(Stored entries)
┏━━
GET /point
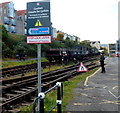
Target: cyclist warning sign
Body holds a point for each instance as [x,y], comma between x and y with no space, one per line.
[38,23]
[82,68]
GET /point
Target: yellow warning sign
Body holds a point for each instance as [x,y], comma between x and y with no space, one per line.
[38,23]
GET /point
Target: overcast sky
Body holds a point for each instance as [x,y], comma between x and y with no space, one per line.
[95,20]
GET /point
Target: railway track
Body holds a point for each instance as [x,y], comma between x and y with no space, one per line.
[12,71]
[16,90]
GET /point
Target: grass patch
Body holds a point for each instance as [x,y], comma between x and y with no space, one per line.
[69,86]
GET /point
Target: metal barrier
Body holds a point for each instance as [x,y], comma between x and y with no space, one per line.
[41,96]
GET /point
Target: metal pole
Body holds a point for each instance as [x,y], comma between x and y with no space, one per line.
[39,74]
[42,106]
[59,99]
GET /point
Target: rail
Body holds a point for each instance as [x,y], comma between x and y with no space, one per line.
[41,97]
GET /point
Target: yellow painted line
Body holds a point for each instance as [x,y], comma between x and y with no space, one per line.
[115,87]
[105,87]
[114,95]
[85,83]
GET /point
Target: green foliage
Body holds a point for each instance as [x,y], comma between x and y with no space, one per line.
[60,36]
[85,43]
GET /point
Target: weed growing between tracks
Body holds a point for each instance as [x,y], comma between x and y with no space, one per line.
[69,86]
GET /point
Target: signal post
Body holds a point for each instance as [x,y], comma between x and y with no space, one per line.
[38,30]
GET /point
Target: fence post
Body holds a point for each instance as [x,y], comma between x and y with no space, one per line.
[59,101]
[42,106]
[42,96]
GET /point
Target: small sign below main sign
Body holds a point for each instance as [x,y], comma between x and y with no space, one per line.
[39,31]
[82,68]
[38,39]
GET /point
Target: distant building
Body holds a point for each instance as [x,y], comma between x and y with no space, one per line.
[54,33]
[7,14]
[21,22]
[95,44]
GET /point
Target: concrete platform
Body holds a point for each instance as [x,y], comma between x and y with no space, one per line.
[99,93]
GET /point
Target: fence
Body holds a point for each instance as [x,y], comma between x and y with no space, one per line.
[41,97]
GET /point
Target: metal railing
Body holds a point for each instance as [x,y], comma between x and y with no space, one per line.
[41,97]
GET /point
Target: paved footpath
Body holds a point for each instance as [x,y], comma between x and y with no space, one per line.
[99,93]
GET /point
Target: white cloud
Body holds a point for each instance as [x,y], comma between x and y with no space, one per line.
[88,19]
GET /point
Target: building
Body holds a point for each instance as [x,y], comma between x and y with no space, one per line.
[21,22]
[95,44]
[7,14]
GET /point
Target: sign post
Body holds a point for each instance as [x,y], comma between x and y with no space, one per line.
[38,30]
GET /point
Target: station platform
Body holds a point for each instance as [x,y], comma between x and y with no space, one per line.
[99,93]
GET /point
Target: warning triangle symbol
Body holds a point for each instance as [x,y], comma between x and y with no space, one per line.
[38,23]
[82,68]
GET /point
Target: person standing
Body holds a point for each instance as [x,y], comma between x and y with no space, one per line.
[102,58]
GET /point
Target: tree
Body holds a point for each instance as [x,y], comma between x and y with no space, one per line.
[60,36]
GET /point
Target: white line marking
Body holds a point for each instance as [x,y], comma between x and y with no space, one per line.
[114,95]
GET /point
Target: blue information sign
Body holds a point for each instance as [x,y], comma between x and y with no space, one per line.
[39,31]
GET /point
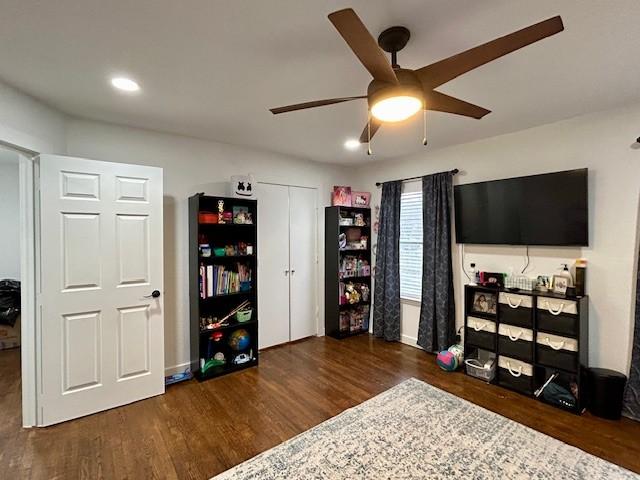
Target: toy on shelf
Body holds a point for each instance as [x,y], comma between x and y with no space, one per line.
[360,199]
[242,186]
[221,211]
[341,196]
[239,340]
[359,220]
[354,266]
[243,358]
[242,216]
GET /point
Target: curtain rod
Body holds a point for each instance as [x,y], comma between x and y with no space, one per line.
[453,172]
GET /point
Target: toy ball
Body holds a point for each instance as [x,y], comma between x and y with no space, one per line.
[458,351]
[447,361]
[239,339]
[216,336]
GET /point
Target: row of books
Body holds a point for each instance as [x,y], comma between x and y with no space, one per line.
[219,280]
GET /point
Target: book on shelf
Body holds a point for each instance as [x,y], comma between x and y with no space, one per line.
[218,280]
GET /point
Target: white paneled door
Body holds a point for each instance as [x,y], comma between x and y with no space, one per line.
[101,331]
[273,265]
[303,261]
[287,268]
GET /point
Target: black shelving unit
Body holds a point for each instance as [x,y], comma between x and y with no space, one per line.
[533,336]
[344,319]
[206,343]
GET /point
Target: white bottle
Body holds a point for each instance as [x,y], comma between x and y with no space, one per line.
[473,279]
[566,274]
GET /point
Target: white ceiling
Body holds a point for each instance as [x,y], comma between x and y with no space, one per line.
[211,69]
[8,156]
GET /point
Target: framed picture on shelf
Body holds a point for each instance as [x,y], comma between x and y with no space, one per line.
[560,284]
[484,302]
[341,196]
[360,199]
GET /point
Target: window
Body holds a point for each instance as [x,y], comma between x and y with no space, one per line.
[411,245]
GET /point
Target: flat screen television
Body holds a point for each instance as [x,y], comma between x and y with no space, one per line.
[548,209]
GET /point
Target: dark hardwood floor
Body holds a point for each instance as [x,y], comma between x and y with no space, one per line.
[197,430]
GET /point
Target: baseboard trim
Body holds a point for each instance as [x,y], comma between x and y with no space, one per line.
[409,340]
[181,367]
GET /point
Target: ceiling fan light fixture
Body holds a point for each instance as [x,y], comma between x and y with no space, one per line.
[397,108]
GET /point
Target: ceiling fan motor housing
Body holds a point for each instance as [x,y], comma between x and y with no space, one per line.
[409,85]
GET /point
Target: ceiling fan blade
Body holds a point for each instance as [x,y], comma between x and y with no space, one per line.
[363,44]
[441,72]
[315,103]
[375,125]
[444,103]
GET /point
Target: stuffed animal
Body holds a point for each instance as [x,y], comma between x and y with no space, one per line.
[243,186]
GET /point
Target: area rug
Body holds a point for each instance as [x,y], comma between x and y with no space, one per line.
[416,431]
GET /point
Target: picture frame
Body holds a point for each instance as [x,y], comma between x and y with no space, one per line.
[543,283]
[360,199]
[560,284]
[341,196]
[484,302]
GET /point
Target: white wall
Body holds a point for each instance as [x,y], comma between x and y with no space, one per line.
[29,124]
[192,166]
[9,216]
[600,141]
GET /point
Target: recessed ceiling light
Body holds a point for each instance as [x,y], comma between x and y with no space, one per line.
[352,144]
[125,84]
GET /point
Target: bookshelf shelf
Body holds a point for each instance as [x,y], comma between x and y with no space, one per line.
[233,347]
[347,319]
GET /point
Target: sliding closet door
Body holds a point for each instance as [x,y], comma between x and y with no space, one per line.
[303,221]
[273,264]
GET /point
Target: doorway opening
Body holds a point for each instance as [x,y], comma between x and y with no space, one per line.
[11,278]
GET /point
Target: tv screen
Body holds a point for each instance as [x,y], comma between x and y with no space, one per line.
[548,209]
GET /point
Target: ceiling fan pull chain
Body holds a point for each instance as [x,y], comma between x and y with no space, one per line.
[369,152]
[424,126]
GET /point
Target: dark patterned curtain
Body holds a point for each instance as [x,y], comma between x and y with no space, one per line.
[631,406]
[386,291]
[436,330]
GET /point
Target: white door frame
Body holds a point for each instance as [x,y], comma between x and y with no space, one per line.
[319,281]
[28,278]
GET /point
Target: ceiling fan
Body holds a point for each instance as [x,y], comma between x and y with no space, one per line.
[396,93]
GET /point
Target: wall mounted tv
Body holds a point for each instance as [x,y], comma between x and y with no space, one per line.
[548,209]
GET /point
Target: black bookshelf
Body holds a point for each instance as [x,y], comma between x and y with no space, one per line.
[214,343]
[537,331]
[342,318]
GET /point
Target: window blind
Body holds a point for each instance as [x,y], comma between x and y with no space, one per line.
[411,245]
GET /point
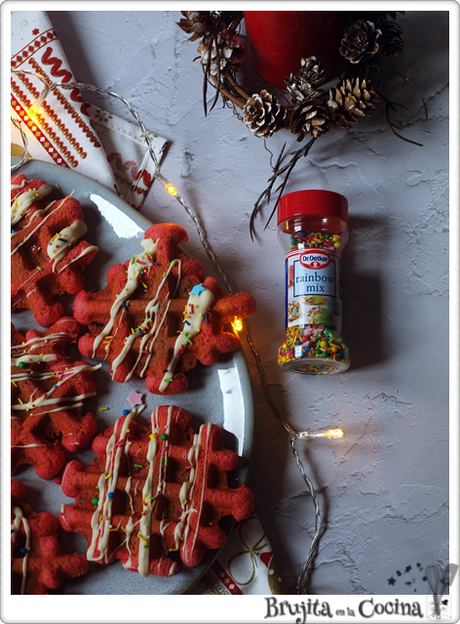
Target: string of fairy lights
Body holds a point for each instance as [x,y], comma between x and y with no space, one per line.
[239,325]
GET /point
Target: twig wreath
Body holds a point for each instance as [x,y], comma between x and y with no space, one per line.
[313,108]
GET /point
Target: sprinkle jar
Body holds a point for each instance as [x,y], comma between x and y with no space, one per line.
[313,230]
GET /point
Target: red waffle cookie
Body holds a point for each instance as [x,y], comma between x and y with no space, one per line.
[38,562]
[154,493]
[156,317]
[47,394]
[46,260]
┗━━
§ TASK:
From the listing above, collect every line that contains the string "bookshelf" and copy each one out in full.

§ COMPLETE RESPONSE:
Target: bookshelf shelf
Target: black bookshelf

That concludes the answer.